◆ Work instructions: Extract each line of the material below that contains the string "blonde", treating uppercase and lowercase letters as distinct.

◆ Provided entries:
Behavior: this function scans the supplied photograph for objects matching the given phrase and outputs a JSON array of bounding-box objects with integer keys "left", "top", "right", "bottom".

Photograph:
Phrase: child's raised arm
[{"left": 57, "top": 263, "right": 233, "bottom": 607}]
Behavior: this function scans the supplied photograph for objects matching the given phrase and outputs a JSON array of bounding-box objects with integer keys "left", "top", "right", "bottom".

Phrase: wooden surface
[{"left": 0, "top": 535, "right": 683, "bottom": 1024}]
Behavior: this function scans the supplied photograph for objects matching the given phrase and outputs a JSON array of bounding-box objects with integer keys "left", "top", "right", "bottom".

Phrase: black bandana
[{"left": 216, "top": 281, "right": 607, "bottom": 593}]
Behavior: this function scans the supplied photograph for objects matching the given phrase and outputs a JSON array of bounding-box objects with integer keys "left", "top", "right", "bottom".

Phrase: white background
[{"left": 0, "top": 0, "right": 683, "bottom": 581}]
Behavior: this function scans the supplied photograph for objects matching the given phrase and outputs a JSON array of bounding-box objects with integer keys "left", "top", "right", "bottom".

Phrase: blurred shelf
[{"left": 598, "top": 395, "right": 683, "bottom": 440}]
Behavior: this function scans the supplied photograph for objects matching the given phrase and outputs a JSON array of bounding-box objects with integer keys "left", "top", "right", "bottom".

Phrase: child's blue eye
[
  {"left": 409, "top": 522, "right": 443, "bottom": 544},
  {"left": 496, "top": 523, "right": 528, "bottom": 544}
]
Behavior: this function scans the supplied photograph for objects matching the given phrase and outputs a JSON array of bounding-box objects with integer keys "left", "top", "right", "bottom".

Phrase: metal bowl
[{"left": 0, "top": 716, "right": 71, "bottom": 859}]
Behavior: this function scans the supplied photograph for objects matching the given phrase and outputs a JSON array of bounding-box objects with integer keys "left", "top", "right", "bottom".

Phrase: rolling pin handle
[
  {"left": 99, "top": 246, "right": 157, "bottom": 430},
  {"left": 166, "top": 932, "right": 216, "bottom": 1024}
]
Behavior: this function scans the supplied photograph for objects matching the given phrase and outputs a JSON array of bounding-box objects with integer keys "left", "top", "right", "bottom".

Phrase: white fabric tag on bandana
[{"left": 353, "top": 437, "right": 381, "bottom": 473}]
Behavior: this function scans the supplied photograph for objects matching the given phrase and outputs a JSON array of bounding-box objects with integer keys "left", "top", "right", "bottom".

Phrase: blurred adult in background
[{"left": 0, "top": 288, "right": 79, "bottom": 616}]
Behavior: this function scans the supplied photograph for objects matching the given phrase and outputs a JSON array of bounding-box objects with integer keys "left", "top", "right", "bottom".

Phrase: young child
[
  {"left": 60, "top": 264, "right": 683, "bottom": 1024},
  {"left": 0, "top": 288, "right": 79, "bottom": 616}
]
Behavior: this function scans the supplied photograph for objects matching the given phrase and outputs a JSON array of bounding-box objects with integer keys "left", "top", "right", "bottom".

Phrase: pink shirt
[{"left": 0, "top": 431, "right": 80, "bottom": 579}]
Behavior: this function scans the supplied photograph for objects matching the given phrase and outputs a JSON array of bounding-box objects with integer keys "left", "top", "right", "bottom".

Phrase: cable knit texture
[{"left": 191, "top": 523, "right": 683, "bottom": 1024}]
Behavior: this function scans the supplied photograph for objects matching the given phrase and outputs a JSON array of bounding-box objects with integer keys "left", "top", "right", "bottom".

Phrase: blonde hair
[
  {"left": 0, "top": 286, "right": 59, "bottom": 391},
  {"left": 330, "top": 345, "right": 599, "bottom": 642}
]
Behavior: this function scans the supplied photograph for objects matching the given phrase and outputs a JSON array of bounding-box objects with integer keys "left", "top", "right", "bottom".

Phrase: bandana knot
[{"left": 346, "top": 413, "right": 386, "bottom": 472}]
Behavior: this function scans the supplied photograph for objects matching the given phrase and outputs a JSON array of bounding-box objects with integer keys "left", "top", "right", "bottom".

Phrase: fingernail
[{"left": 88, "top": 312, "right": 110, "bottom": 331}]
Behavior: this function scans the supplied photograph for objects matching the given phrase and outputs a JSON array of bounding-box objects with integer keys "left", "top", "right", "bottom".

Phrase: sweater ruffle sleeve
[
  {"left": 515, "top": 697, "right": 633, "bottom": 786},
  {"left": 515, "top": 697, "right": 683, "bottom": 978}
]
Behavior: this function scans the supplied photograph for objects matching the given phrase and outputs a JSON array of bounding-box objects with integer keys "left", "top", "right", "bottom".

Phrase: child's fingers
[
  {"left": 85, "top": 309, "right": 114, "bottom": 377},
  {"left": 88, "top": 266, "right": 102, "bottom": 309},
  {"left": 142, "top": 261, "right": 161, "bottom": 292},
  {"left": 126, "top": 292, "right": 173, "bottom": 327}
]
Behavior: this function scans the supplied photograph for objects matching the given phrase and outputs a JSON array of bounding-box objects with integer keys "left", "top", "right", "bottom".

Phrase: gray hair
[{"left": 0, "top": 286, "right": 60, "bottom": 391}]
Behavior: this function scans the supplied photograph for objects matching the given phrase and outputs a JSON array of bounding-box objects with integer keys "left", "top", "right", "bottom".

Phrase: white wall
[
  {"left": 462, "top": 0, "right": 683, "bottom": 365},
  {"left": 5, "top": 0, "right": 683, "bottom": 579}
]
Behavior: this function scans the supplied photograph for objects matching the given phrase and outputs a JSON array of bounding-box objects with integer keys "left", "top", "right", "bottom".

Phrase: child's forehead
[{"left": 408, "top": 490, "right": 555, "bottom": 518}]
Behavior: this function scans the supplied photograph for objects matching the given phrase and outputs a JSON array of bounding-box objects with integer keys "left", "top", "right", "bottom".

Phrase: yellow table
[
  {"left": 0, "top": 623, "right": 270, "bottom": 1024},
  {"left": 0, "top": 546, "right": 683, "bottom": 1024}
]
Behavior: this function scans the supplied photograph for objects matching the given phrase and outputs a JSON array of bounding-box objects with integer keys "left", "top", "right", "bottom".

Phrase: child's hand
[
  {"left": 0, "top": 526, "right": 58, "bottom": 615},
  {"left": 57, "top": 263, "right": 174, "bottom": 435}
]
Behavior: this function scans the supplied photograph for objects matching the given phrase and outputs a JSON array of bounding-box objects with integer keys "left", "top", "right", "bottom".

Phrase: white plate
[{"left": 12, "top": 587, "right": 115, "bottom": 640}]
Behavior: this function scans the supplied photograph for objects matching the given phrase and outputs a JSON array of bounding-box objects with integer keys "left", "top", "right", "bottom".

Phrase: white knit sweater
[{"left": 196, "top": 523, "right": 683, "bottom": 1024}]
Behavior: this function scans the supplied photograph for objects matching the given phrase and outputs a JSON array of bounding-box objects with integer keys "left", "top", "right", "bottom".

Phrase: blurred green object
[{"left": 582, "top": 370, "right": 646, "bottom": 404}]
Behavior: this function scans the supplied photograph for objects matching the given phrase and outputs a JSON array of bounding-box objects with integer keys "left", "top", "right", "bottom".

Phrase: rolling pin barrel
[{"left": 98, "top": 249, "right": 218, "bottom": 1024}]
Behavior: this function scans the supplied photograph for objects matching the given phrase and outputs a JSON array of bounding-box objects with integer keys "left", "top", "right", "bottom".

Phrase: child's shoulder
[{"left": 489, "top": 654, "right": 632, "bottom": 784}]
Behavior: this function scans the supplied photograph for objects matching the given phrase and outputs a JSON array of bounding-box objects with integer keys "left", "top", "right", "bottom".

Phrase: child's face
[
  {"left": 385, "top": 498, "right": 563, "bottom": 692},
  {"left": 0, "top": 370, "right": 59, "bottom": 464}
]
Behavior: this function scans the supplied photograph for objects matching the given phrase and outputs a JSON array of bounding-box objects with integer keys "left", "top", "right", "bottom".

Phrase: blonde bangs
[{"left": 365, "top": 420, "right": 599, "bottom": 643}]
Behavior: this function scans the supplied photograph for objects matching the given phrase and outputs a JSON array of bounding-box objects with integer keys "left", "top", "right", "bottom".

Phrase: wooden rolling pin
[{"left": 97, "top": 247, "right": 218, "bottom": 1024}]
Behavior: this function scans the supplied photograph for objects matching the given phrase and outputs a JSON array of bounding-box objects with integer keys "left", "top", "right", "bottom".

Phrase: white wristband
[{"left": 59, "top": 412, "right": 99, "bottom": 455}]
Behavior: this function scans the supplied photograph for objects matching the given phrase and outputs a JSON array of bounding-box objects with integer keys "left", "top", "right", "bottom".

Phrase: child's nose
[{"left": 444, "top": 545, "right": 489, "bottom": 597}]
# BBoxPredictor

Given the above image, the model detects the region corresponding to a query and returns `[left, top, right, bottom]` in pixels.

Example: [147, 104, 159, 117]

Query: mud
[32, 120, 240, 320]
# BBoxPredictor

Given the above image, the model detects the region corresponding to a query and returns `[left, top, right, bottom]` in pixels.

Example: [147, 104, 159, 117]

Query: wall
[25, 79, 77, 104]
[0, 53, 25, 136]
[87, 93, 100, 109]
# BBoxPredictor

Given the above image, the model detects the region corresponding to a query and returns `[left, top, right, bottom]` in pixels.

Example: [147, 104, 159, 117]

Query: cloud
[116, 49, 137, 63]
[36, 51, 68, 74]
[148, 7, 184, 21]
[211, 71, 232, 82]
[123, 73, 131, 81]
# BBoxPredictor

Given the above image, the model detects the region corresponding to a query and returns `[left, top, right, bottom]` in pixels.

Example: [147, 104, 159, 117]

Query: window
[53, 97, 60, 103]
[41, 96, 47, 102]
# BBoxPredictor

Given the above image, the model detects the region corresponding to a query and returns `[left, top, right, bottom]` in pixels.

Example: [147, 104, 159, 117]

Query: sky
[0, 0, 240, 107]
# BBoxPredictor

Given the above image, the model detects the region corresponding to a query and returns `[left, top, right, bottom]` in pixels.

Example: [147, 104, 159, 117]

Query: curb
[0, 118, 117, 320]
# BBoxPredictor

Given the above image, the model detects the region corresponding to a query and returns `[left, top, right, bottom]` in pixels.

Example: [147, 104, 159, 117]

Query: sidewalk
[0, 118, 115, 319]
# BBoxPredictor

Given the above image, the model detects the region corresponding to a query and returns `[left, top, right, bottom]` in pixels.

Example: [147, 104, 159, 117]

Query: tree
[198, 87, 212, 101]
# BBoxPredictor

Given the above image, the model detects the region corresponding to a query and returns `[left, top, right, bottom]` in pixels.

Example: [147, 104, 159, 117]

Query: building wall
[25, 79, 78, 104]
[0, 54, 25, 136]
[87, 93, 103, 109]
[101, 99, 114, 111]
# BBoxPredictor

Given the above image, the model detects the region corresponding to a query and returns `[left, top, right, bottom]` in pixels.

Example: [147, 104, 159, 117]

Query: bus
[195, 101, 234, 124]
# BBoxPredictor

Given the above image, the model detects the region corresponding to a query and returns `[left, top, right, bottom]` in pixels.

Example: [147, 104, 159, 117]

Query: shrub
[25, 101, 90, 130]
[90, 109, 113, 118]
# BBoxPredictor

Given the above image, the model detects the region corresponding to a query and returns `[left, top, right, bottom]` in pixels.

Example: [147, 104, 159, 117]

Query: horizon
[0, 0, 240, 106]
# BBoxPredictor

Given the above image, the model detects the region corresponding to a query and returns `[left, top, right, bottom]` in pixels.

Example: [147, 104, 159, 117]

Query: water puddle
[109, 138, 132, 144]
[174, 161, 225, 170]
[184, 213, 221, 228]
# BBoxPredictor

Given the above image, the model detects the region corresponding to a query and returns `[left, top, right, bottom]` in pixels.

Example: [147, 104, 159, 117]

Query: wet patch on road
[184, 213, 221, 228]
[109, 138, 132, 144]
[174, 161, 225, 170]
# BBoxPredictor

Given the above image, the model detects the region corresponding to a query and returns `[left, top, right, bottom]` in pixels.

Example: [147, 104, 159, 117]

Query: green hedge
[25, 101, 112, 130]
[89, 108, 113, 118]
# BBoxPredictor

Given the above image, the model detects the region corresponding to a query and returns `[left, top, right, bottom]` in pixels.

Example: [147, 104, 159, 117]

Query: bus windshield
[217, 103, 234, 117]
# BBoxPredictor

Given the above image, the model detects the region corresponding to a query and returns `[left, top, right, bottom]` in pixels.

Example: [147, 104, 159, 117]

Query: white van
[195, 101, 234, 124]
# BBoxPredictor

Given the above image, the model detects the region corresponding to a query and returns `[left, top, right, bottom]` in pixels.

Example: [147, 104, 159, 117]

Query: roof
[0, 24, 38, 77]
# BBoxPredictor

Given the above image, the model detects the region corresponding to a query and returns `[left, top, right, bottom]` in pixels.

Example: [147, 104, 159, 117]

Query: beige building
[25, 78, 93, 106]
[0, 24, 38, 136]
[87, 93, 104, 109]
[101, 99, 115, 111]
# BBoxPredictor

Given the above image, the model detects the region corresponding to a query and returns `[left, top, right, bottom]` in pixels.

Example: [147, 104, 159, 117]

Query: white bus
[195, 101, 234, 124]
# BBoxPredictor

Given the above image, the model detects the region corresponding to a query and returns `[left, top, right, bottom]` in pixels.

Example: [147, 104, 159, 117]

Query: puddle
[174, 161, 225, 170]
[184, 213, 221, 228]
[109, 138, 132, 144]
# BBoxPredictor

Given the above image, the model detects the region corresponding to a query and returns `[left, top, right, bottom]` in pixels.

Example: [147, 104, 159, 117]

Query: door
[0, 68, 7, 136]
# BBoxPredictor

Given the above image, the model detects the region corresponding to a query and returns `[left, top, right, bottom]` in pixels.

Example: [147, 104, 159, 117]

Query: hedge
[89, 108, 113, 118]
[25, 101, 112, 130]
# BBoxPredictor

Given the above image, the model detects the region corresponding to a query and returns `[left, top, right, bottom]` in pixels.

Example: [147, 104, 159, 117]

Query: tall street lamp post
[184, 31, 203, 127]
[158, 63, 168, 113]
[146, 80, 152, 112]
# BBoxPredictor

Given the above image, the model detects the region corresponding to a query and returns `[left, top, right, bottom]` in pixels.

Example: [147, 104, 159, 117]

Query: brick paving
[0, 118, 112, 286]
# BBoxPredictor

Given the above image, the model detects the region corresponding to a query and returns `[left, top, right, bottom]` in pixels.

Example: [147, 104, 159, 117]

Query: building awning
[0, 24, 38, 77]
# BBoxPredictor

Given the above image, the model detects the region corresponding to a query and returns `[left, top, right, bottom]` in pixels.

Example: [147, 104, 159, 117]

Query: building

◆ Solved problem:
Phrase: blonde hair
Phrase: blonde bangs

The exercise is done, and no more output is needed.